• WHAT THIS TASK INVOLVES: In the records below, find each line holding the word "Objective" and copy it.

• ENTRIES PROVIDED:
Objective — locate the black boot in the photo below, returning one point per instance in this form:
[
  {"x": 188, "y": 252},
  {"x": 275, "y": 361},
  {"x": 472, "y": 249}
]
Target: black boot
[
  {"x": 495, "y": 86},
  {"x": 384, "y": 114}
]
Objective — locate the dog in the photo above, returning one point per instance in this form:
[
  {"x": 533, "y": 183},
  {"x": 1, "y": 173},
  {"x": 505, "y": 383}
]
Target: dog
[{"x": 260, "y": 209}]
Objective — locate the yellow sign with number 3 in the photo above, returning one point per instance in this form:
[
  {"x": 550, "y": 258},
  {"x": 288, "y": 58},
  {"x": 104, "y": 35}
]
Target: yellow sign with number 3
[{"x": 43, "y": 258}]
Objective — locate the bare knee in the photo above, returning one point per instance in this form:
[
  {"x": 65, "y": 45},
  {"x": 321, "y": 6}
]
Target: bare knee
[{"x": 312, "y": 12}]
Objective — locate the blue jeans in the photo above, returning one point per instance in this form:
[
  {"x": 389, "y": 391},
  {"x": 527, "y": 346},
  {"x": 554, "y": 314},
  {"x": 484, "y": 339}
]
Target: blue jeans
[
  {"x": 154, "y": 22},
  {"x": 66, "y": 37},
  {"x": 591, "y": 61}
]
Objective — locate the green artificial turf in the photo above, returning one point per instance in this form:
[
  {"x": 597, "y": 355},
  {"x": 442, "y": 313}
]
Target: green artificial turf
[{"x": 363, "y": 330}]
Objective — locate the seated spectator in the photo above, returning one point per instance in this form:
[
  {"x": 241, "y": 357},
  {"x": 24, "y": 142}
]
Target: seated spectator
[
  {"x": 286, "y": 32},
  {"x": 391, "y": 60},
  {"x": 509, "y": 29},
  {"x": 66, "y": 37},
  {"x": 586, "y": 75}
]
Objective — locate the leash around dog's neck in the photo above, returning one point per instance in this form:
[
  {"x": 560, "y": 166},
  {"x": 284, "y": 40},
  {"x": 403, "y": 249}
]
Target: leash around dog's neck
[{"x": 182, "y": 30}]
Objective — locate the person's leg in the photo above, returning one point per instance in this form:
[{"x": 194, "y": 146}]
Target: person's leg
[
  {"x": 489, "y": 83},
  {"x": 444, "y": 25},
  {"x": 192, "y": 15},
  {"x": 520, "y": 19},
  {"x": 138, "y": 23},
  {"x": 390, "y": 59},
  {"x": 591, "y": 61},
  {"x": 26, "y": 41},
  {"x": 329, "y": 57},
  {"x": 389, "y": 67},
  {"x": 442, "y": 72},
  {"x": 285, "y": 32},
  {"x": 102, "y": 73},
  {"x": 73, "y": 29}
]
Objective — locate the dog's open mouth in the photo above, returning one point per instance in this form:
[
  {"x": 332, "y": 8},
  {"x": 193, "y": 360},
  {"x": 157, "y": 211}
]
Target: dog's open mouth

• COMPLETED EXERCISE:
Objective — locate the black boot in the photo below, returning one point per instance in this form:
Objective — locate the dog in the photo above, returning one point per instance in this form:
Objective — locate the yellow sign with number 3 in the photo above, returning one point per instance in this form:
Objective — locate the bare knee in the photo above, returning one point per instance in this form:
Objective — locate the blue jeans in the photo above, returning one point per instance in this form:
Objective — locate the green artificial turf in the photo above, returning one point per instance in this form:
Objective — locate the seated spectator in the photo above, returning one point per instance in this form:
Objective — locate the leash around dog's neck in the photo above, returning one point per instance in this form:
Objective — locate the person's leg in the photo above, returning one point per instance in this form:
Objective — locate the dog's open mouth in the photo above, returning one point per instance in this form:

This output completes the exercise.